== Assignment ==
For this exercise, write out every entry exactly and leave the pictures out.

== Supplied records ==
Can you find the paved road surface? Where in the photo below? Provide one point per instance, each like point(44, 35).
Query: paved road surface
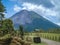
point(50, 42)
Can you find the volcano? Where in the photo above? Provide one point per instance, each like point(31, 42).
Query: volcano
point(31, 20)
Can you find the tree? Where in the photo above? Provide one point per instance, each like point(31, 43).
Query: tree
point(8, 25)
point(2, 9)
point(21, 31)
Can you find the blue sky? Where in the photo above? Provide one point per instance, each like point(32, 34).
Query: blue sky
point(49, 9)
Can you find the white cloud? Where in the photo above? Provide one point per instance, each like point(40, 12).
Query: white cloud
point(39, 9)
point(17, 8)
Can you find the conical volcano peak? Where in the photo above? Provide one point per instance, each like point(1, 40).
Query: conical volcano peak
point(31, 20)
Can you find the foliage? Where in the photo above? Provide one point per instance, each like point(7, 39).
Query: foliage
point(7, 27)
point(21, 31)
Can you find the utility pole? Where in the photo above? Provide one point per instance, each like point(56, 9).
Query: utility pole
point(1, 19)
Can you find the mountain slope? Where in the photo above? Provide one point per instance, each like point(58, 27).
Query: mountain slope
point(31, 20)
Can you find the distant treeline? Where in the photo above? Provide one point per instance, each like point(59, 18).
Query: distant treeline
point(51, 30)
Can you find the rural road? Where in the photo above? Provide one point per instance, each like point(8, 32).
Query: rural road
point(50, 42)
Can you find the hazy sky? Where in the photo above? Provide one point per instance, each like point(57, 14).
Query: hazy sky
point(49, 9)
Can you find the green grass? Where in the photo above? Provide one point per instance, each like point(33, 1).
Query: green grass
point(39, 43)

== Answer space ==
Can you find the paved road surface? Where in the photo below? Provide one point per instance, each like point(44, 35).
Query: paved road surface
point(50, 42)
Can you find the volcano? Where in the photo above? Provide one point per instance, each like point(31, 42).
Query: volcano
point(31, 20)
Can you find the tree? Where in the photo above? Provide one point per instance, each like point(31, 43).
Query: tree
point(8, 25)
point(2, 9)
point(21, 31)
Can you find the blue sky? Where in the photo above? Provide one point per instance, each like point(32, 34).
Query: blue sky
point(49, 9)
Can you find the white cloud? Where in the photo above? Provide one point per instance, each like point(40, 12).
Query: white cloud
point(39, 9)
point(17, 8)
Can you find the conical volcano peak? Where in the photo above? Provide one point per instance, each like point(1, 40).
Query: conical volcano peak
point(31, 20)
Can you find the foliage? Where in the photo above? Provide one point per instance, each like point(7, 39).
Query: foliage
point(7, 27)
point(21, 31)
Can you find the utility pole? Where in the photo above? Provide one point per instance, each like point(56, 9).
Query: utility pole
point(1, 19)
Can you find the mountain slope? Where in the photo above? Provide one point per instance, each like point(58, 27).
Query: mountain slope
point(31, 20)
Can you find the distant treeline? Where in the photo above? Provide one point per instance, each like point(59, 18).
Query: distant treeline
point(51, 30)
Can you find the rural road? Where in the photo above? Provide one point per instance, each like point(8, 32).
Query: rural road
point(50, 42)
Can you find the hazy sky? Where in the photo above? Provide one point per instance, each like point(57, 14).
Query: hazy sky
point(49, 9)
Can you find the green grass? Where in the photo above? Provide one point per instance, each like point(33, 1).
Query: green grass
point(39, 43)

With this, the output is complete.